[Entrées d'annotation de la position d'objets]
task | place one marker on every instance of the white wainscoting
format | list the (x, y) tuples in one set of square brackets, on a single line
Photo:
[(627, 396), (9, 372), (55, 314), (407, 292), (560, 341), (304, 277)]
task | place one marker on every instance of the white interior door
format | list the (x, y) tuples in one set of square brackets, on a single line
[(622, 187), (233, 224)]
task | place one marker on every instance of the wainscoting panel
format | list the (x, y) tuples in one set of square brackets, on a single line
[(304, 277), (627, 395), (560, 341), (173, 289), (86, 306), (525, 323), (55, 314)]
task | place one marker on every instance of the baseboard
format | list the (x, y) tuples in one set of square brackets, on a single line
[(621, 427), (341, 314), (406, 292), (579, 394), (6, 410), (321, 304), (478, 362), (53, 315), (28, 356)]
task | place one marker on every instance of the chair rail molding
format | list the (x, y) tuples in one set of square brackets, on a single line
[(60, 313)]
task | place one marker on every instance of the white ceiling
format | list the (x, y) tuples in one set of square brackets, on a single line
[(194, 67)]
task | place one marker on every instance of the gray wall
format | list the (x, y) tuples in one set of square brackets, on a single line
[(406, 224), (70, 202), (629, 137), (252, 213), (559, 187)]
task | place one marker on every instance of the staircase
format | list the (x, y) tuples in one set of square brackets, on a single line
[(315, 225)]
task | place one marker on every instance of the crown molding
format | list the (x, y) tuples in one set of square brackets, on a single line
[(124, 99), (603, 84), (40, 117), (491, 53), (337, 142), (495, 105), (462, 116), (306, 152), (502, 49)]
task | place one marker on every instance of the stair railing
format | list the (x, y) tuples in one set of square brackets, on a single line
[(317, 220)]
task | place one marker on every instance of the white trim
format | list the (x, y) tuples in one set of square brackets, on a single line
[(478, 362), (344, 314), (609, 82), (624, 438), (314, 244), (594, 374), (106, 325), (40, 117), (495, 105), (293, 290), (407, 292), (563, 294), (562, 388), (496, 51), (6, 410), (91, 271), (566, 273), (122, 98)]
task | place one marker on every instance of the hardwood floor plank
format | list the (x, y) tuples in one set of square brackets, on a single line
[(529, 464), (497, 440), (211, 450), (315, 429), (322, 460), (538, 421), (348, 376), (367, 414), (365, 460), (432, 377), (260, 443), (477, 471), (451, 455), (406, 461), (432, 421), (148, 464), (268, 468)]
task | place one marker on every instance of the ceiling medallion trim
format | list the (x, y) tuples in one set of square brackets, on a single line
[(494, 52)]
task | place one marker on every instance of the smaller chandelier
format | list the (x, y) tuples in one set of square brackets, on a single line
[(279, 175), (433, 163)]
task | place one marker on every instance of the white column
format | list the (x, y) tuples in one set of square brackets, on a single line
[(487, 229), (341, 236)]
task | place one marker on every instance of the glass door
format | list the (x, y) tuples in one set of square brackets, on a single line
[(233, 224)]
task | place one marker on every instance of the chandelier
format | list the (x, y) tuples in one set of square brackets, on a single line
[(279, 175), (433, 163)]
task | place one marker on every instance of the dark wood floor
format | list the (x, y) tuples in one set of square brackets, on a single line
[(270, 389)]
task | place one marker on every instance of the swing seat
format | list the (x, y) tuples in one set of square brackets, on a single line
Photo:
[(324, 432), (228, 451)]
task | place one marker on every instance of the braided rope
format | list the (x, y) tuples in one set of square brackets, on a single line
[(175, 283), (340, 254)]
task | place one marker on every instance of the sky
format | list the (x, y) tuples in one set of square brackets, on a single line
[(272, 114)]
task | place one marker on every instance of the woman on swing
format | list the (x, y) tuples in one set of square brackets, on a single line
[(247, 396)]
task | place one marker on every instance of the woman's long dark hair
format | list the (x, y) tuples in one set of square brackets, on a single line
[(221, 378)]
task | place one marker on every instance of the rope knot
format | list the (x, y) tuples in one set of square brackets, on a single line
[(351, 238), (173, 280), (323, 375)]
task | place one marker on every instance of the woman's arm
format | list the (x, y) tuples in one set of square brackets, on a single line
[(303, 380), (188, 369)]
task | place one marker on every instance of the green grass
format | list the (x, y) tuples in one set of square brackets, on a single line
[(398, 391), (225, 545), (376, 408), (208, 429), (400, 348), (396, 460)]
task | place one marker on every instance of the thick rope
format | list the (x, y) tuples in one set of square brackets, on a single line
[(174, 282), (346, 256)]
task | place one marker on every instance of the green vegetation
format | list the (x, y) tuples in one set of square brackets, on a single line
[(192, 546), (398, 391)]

_Consignes de l'exercice:_ Recopiez mot pour mot l'ensemble des items ci-dessus.

_Solution du problème:_
task | place one marker on every instance of the white wainscoting
format | list the (x, y) tuples in one set of square brackets, on a single line
Photo:
[(627, 396), (9, 372), (55, 314), (407, 292), (560, 341), (304, 277)]
task | place one marker on every instance of the white interior door
format | list the (x, y) tuples in one set of square brackets, on a single line
[(622, 187), (233, 224)]
task | place one marker on every instance of the wainscoting panel
format | list the (x, y) tuples in one set of square brackets, on a single line
[(304, 277), (627, 395), (560, 341), (173, 289), (86, 306), (525, 323), (55, 314)]
task | place one marker on every instance of the baseboard
format | list the (x, y) tuples in one set of square brackets, on a single line
[(621, 427), (341, 314), (406, 292), (579, 394), (6, 410), (321, 304), (478, 362), (53, 315), (28, 356)]
task | place one marker on every instance of the chair rail molding
format | list the (x, y) tuples in one set of square brackets, on a single line
[(60, 313)]
task | place one marker on every instance of the white ceiling
format | list the (x, y) tuples in one set of square brackets, on a single line
[(194, 67)]
task | place one marker on every instance of the gray wall
format | list the (x, y) tuples in one set of square brackets, on a single line
[(406, 224), (70, 202), (629, 137), (252, 213), (559, 187)]
task | place one marker on every instance of the staircase
format | list the (x, y) tuples in one set of square brackets, on a single line
[(315, 225)]
task | place one marker on every instance of the crown molding
format | list the (x, y) tuples in one set of square brackets, on a single line
[(124, 99), (603, 84), (40, 117), (491, 53), (337, 142), (495, 105), (462, 116), (306, 152), (502, 49)]
task | place one marker on every instance of the stair railing
format | list the (x, y) tuples in one set of square brackets, on a single line
[(317, 220)]
task | place one marker on every instance of the white trim
format | list the (x, y) tuples in one set of square brackets, on a single line
[(478, 362), (344, 314), (609, 82), (624, 438), (314, 244), (594, 374), (106, 325), (40, 117), (495, 105), (293, 290), (407, 292), (563, 294), (562, 388), (496, 51), (6, 410), (91, 271), (566, 273), (122, 98)]
task | place one marker on every instance of the hardwood floor plank
format | list the (x, y) tuples in one set of square brackets, on a single line
[(529, 464), (497, 440), (211, 450), (315, 429), (322, 460), (538, 421), (348, 376), (367, 414), (365, 460), (432, 377), (260, 443), (477, 471), (451, 455), (406, 461), (432, 421), (148, 464), (268, 468)]
task | place one marker on every instance of the ceiling medallion trim
format | list the (x, y) tuples in one set of square brackets, on a single line
[(494, 52)]
task | place one marker on every instance of the smaller chandelier
format | list the (x, y) tuples in one set of square brackets, on a single line
[(279, 175), (433, 163)]
task | place one marker on every instance of the white column
format | list the (x, y) tuples in one set of square brackets, on a single line
[(487, 229), (341, 236)]
task | place one marker on every instance of the glass door
format | list the (x, y) tuples in one set of square brackets, on a single line
[(233, 224)]
task | place one marker on every instance of the chandelier
format | list the (x, y) tuples in one set of square brackets, on a single line
[(279, 175), (433, 163)]
task | place one marker on every instance of the dark wood floor
format | list the (x, y) tuples in one set of square brackets, on a single line
[(270, 389)]
task | place one marker on every instance of the swing seat
format | list the (x, y) tuples in one set of square brackets, on a single line
Photo:
[(324, 432), (228, 451)]
task | place one marker on every instance of the braided rope
format | list the (x, y) tuples in one set of square brackets, on a single line
[(175, 283), (340, 254)]
task | place one marker on every instance of the sky
format | list the (x, y) tuples in one set of square brackets, on a single line
[(272, 114)]
task | place one marker on every instance of the woman on swing
format | list the (x, y) tuples in one set of square brackets, on a single line
[(247, 396)]
task | place one marker on every instance of the woman's long dark hair
format | list the (x, y) tuples in one set of square brackets, on a single line
[(221, 378)]
task | place one marker on every instance of the rope knot
format | list the (x, y) tuples in one set of square brackets, on a single line
[(351, 238), (173, 280), (323, 375)]
task | place one marker on every instance of the woman's arm
format | list the (x, y) tuples in one set of square brackets, on a single line
[(303, 380), (188, 369)]
task | place one marker on every instance of the green grass
format | list the (x, y) tuples in one set of square brackets, on a single line
[(398, 391), (225, 545), (376, 408), (208, 429), (400, 348), (396, 460)]
task | place one marker on every instance of the thick rope
format | list the (x, y) tuples in one set of square brackets, on a single line
[(174, 282), (346, 256)]
task | place one marker on every instance of the green vegetation
format | list the (x, y) tuples in one set of square brackets, on a single line
[(192, 546), (398, 391)]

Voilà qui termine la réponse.